Written instruction: Reproduce the material starting at its first line and ending at the line that contains "top-left (0, 0), bottom-right (500, 140)", shifting every answer coordinate by adding 113 to it and leaving all other text unchanged.

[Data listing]
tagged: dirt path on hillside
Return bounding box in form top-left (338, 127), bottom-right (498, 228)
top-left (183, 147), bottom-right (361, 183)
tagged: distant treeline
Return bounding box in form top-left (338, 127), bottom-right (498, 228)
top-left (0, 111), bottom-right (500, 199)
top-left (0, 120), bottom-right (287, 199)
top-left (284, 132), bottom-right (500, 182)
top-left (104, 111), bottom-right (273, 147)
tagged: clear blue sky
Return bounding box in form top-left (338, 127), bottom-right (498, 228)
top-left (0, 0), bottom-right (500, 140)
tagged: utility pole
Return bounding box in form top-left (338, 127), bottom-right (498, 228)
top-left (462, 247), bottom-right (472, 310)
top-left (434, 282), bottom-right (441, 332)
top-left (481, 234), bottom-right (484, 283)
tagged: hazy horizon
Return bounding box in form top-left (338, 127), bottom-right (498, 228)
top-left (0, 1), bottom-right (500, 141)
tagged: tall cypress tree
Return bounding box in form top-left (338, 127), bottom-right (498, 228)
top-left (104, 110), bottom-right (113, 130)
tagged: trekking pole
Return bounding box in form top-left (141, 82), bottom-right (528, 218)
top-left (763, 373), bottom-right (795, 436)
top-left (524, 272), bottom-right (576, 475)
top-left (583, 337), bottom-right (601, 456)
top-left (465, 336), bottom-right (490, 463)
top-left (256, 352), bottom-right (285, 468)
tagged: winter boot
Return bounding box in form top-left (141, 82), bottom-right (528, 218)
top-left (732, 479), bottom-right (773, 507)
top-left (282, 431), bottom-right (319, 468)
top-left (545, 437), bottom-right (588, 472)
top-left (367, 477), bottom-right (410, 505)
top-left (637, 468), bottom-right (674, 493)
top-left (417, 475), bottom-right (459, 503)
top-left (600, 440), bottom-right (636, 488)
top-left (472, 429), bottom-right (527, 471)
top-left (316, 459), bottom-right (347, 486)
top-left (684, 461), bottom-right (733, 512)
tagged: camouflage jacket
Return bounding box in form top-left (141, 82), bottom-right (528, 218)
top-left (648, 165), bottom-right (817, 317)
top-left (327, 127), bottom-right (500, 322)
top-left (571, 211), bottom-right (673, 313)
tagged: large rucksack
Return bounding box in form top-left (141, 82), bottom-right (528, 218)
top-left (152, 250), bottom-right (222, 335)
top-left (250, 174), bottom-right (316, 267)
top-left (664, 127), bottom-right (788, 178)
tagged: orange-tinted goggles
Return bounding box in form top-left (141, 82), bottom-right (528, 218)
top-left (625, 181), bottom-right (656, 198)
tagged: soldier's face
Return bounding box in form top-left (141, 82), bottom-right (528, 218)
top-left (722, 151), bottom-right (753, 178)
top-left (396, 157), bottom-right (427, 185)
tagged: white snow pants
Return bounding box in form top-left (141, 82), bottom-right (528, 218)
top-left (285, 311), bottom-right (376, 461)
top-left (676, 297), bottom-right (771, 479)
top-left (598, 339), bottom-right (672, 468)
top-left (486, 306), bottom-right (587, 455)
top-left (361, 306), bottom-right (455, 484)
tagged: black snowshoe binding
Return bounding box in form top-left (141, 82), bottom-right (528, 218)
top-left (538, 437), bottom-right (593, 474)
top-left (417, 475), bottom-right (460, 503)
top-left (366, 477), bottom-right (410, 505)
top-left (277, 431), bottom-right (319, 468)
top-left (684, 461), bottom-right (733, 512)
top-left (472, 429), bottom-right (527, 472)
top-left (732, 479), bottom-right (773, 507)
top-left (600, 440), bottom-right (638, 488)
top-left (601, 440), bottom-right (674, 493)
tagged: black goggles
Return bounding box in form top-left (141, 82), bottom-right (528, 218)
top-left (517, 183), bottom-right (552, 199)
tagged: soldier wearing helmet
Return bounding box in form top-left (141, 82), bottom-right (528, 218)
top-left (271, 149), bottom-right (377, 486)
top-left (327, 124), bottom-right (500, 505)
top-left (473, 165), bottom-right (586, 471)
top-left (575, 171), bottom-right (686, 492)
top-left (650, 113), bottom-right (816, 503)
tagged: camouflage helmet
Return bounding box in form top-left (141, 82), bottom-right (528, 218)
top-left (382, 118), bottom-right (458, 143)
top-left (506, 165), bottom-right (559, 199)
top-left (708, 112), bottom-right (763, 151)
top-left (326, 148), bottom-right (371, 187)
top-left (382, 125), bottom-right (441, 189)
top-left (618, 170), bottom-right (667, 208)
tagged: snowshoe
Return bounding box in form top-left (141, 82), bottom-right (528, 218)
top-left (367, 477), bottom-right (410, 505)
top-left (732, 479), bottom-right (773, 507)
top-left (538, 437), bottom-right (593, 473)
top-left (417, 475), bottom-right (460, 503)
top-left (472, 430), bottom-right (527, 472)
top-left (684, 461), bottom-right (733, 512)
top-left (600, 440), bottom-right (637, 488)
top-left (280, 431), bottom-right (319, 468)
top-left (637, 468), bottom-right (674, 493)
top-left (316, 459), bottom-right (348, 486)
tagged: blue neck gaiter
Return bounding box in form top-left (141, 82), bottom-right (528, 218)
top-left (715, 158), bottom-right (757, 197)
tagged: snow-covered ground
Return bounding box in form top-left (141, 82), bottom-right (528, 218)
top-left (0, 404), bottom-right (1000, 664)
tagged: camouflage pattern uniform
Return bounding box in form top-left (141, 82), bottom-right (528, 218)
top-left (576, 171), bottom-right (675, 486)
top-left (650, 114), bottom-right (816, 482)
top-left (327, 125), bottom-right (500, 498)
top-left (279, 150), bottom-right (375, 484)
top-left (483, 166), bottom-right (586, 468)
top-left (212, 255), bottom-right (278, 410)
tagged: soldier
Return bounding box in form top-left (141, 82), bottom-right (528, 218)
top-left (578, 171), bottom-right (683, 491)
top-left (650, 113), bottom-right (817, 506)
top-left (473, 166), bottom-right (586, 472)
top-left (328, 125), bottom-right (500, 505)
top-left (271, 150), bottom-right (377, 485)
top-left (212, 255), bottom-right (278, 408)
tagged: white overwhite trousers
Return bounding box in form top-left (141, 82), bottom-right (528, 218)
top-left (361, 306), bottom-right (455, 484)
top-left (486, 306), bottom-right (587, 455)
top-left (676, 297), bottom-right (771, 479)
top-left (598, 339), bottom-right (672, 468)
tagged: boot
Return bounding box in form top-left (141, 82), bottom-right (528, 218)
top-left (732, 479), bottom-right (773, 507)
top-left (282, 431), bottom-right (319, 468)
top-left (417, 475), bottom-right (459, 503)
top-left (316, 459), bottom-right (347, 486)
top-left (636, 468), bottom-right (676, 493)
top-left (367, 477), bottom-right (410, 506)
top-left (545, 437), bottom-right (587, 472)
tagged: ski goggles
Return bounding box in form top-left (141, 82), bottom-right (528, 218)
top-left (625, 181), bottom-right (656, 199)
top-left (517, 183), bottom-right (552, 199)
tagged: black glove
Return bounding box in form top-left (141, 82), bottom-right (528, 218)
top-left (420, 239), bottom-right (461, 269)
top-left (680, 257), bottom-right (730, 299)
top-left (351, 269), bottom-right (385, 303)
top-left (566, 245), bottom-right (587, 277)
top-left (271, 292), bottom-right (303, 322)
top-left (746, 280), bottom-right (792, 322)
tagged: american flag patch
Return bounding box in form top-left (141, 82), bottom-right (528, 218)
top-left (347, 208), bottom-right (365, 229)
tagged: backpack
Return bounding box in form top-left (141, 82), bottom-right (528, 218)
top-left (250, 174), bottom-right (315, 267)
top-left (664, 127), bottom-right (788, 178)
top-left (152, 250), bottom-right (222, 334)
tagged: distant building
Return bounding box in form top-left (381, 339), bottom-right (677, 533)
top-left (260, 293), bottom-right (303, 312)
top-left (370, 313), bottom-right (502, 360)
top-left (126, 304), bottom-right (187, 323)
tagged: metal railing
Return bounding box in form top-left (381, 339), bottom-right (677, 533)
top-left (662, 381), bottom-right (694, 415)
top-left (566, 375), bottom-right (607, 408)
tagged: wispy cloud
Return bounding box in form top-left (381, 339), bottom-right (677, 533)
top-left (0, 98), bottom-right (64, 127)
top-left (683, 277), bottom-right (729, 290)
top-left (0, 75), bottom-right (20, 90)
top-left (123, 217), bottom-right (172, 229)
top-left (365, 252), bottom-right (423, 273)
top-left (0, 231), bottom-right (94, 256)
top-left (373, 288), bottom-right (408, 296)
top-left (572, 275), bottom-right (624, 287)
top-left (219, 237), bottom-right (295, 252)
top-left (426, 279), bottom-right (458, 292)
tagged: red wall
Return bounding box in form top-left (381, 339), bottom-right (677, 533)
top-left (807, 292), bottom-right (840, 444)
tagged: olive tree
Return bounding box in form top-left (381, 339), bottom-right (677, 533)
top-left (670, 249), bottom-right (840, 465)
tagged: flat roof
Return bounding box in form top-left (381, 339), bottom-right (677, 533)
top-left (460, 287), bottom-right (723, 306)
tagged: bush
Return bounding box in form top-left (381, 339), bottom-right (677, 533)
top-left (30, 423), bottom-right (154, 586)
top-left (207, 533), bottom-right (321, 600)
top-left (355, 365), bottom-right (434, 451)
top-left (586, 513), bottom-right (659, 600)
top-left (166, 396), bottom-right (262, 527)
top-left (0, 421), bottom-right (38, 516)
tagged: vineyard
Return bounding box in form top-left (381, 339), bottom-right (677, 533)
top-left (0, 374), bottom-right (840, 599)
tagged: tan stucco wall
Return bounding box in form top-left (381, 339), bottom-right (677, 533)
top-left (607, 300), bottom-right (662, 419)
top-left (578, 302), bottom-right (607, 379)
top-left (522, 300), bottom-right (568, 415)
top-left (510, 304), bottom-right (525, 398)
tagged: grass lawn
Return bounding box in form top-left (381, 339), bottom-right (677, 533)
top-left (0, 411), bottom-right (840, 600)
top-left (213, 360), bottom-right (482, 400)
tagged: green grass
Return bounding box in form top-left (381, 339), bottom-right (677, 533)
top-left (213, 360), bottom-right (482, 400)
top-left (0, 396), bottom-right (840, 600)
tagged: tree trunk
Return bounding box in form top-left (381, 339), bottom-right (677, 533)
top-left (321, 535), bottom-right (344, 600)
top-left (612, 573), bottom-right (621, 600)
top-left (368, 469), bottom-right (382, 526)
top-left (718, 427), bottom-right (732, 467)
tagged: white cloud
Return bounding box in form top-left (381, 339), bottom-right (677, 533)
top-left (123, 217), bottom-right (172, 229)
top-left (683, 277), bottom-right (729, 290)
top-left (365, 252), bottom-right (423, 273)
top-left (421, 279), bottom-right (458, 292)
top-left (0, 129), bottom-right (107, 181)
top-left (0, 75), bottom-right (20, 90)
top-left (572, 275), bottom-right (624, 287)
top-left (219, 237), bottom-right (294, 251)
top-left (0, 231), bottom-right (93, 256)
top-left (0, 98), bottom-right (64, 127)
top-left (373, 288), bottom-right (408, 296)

Reply:
tagged: dirt path on hillside
Return bounding box in form top-left (338, 127), bottom-right (498, 228)
top-left (296, 260), bottom-right (474, 296)
tagged: distant treeline
Return bounding box in form top-left (338, 127), bottom-right (498, 228)
top-left (113, 224), bottom-right (613, 312)
top-left (113, 233), bottom-right (400, 312)
top-left (397, 245), bottom-right (613, 295)
top-left (217, 224), bottom-right (386, 260)
tagged: clear blue sky
Return bounding box in form top-left (338, 127), bottom-right (498, 228)
top-left (113, 113), bottom-right (613, 253)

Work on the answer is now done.